REQUIRED WORK: Please return the lines below verbatim, beginning at the one that has "of the storefront" and stopping after the one that has "the old navy", and add no other lines.

SUPPLIED RECORDS:
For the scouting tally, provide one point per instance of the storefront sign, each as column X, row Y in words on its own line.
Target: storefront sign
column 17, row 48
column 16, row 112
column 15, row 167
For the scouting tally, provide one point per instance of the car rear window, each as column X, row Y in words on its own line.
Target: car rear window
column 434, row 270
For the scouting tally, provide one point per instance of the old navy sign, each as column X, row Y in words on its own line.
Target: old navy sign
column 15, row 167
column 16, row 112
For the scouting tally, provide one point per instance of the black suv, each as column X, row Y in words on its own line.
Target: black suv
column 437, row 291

--

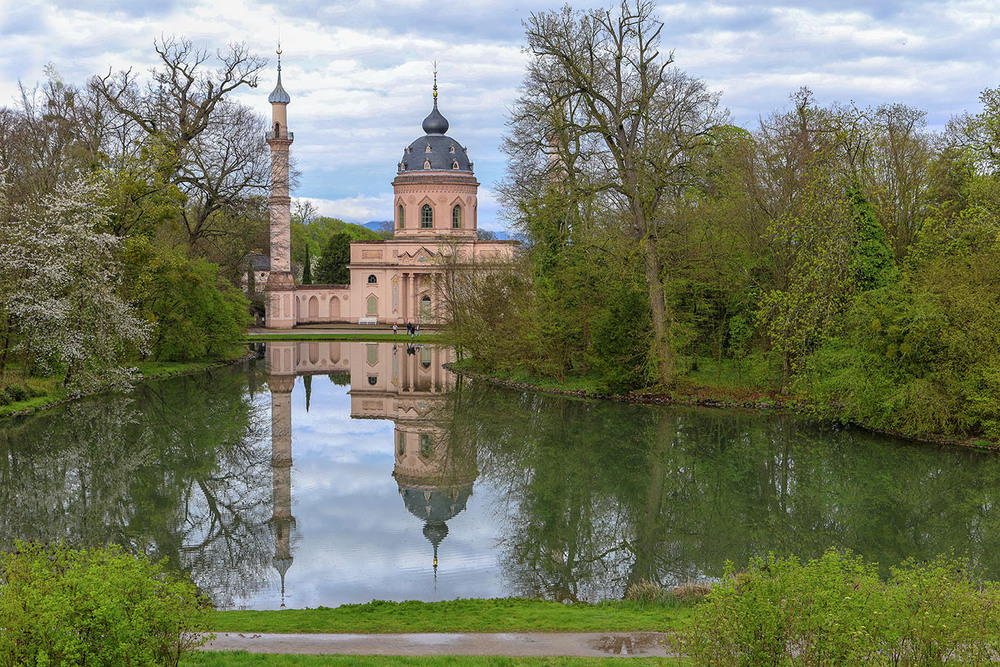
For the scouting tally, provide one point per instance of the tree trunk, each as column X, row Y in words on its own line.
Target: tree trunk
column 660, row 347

TASK ANSWER:
For the scouting tally, provide one point per instance of the storefront sign, each as column X, row Y in words on its own line.
Target: storefront sign
column 17, row 48
column 16, row 112
column 15, row 167
For the scouting tally, provide one point per instance of the car rear window, each as column X, row Y in words on its own line.
Target: car rear window
column 434, row 270
For the scouting tally, provide one point per instance of the old navy sign, each as column X, row Y in words on its own line.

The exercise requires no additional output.